(Things to do)
1: In the shared value passage, what does the term "value" refer to in the context of shared value?
2: How would you sum up the shared value passage in two sentences?
3: In the shared value passage, swap "corporations" for "companies" and give the part that opens with the words containing "In the 2011" and closes with "create shared value.".
Exercise text section start
In the 2011 Harvard Business Review article "Creating Shared Value," Michael Porter and Mark Kramer argued that "shared value is not about personal values." Indeed, we often hear people confusing the terms "shared value" and "shared values", mistakenly thinking that the concept advocates that corporations should let the values of stakeholders drive their strategies and actions.
In fact, in the context of shared value, the term "value" refers to creating worth – societal value in the form of progress on social issues, and economic value on a financial statement. However, while it is important to keep this distinction in mind, it is also true that shared values (in the sense of guiding principles) can be critical to companies' ability to create shared value.
Why is it important to differentiate shared value from shared values? By donating to charitable causes, companies provide resources to help strengthen communities and lend a hand in times of need. However, given the myriad of issues that could benefit from more resources, the choice of which causes to support with corporate philanthropy is often driven by personal values.
Exercise text section end
Record set section start
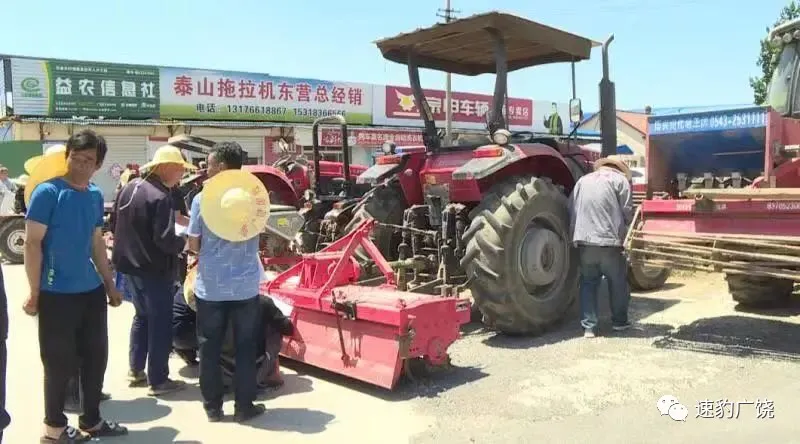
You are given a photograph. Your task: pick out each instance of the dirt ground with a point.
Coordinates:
(689, 342)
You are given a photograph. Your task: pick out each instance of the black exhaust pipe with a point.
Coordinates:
(330, 120)
(608, 108)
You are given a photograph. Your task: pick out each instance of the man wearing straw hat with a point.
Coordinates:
(601, 209)
(226, 218)
(64, 252)
(146, 249)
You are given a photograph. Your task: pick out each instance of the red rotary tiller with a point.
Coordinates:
(370, 333)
Record set section end
(Responses to the exercise)
1: Creating worth: societal value in the form of progress on social issues, and economic value on a financial statement.

2: In their 2011 Harvard Business Review article, Porter and Kramer argued that shared value is not about personal values, because "value" there means creating societal and economic worth, though people often confuse the term with "shared values." Still, shared values as guiding principles can be critical to companies' ability to create shared value, while corporate philanthropy choices are often driven by personal values.

3:
In the 2011 Harvard Business Review article "Creating Shared Value," Michael Porter and Mark Kramer argued that "shared value is not about personal values." Indeed, we often hear people confusing the terms "shared value" and "shared values", mistakenly thinking that the concept advocates that companies should let the values of stakeholders drive their strategies and actions.
In fact, in the context of shared value, the term "value" refers to creating worth – societal value in the form of progress on social issues, and economic value on a financial statement. However, while it is important to keep this distinction in mind, it is also true that shared values (in the sense of guiding principles) can be critical to companies' ability to create shared value.